8. Sip sugar-free drinks. Studies suggest sugary energy drinks can leave us crashing as soon as one hour later . The shocker: The effects are the same even without the caffeine! That's right, caffeine-free sugary beverages can cause a crash, too.
9. Add some greens. In a stuffy office, a houseplant can help filter out pollutants like volatile organic compounds (or VOCs for short) and ozone . And those chemicals can have both long and short-term effects, including energy-draining allergies and headaches  . Add a plant, though, and those threats could diminish.
12. Open the curtains. Environmental cues play a huge role in thebody's energy grooves (a.k.a. circadian rhythms), and sunlight can also help alleviate seasonal affective disorder. But there's no need to invest in a light therapy box if there's a sunny window available.

INFORMATION GIVEN

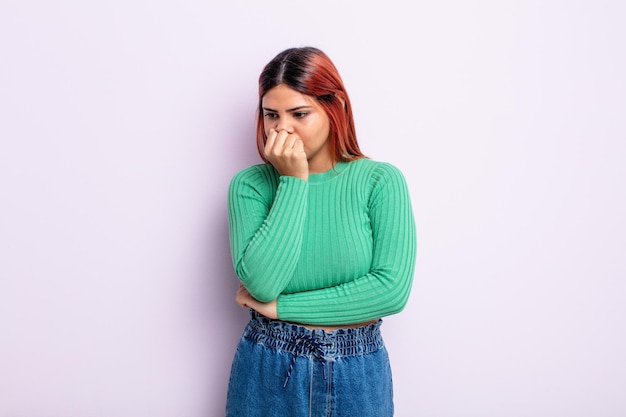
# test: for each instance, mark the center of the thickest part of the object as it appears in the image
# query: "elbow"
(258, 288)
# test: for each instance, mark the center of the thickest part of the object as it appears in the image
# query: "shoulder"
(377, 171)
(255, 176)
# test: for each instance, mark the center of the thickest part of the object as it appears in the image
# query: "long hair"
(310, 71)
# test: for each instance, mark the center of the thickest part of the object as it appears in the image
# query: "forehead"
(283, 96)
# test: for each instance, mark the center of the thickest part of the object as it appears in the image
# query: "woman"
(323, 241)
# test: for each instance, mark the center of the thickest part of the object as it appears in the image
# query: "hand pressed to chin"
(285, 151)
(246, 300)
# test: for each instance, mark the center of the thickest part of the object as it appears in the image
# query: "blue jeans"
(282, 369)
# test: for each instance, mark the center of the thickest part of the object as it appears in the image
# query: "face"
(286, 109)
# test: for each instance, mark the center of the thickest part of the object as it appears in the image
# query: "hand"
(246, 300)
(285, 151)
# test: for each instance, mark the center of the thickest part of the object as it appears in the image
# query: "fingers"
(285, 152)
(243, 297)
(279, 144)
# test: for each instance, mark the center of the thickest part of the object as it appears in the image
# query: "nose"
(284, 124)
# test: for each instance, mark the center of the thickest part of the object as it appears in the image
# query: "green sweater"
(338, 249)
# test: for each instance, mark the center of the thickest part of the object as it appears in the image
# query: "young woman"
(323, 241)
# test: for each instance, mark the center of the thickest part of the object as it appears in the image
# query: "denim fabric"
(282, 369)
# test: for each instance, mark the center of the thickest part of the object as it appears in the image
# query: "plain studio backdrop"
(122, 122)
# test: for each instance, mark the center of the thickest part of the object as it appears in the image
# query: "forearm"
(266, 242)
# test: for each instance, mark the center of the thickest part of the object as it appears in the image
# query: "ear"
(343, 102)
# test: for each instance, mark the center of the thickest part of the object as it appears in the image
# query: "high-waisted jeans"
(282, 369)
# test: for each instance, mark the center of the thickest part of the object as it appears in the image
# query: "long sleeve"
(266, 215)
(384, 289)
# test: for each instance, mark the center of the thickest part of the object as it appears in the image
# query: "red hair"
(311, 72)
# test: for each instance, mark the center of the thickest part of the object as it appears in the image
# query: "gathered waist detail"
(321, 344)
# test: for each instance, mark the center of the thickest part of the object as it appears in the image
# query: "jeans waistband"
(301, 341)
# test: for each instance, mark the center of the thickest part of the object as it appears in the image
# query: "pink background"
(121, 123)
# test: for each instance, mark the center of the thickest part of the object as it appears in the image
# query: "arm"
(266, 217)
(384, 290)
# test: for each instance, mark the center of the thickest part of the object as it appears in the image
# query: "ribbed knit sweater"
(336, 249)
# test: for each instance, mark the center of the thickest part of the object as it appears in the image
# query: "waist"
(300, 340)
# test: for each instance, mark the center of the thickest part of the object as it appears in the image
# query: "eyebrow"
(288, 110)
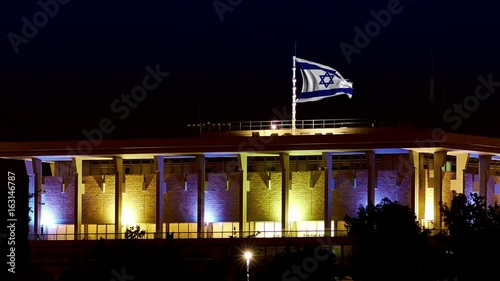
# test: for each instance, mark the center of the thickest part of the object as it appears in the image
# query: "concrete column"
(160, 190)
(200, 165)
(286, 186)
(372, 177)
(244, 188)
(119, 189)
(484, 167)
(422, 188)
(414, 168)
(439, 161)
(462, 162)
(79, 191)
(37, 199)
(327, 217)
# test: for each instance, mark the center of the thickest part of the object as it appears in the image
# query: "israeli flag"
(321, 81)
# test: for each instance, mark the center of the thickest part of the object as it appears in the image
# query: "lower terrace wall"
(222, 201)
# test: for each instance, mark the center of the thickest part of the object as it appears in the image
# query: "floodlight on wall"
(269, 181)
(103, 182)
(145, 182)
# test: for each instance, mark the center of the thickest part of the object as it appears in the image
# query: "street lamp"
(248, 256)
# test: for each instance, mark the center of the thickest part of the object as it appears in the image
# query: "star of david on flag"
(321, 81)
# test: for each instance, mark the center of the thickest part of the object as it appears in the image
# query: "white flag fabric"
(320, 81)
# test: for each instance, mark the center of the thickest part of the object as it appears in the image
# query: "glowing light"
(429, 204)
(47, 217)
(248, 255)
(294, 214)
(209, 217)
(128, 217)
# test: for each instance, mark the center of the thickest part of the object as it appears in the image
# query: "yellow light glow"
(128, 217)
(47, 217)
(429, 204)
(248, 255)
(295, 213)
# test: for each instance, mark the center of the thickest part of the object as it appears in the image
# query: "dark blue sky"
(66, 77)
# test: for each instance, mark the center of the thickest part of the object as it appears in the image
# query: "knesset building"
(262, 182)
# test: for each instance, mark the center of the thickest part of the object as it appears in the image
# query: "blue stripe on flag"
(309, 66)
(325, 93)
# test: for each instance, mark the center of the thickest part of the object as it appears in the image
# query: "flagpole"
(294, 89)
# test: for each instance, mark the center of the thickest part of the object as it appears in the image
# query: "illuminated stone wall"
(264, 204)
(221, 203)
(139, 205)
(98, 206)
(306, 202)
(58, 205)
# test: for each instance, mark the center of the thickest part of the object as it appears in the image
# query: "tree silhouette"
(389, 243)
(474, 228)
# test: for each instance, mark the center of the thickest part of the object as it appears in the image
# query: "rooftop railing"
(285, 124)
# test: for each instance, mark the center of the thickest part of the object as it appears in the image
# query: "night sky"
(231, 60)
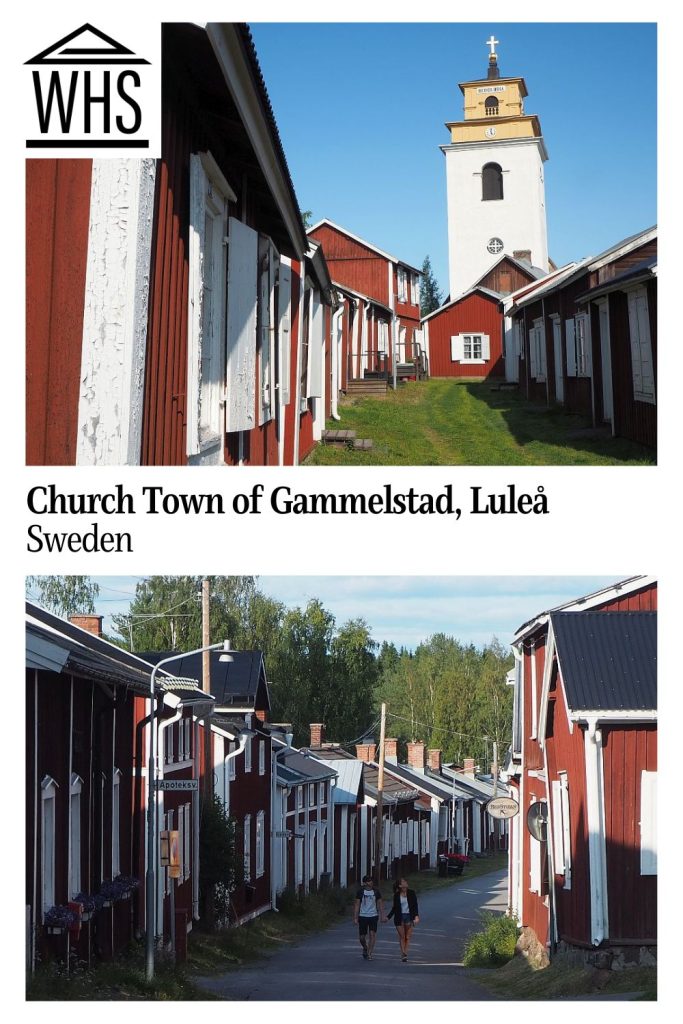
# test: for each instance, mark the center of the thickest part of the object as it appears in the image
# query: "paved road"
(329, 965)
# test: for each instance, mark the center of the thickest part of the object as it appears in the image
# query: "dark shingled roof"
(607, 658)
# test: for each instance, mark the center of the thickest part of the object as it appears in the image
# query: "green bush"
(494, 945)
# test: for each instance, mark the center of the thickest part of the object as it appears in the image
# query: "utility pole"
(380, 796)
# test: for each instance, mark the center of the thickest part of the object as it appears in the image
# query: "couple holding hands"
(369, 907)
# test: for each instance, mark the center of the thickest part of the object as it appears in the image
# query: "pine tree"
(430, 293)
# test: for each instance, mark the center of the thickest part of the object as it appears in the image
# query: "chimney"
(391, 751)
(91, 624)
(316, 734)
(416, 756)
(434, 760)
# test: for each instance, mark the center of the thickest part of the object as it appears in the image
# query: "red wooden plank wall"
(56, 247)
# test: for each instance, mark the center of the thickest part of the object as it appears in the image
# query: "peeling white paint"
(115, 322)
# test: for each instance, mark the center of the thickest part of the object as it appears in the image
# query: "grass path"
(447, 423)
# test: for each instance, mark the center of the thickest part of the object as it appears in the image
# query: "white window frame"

TASK DESCRIPTION
Can you set down, word for word, the part of the energy tips text above starting with "9. Add some" and going on through "sunny window available."?

TASK RESULT
9. Add some greens. In a stuffy office, a houseplant can help filter out pollutants like volatile organic compounds (or VOCs for short) and ozone . And those chemicals can have both long and short-term effects, including energy-draining allergies and headaches  . Add a plant, though, and those threats could diminish.
12. Open the curtains. Environmental cues play a huge role in thebody's energy grooves (a.k.a. circadian rhythms), and sunlight can also help alleviate seasonal affective disorder. But there's no need to invest in a light therapy box if there's a sunny window available.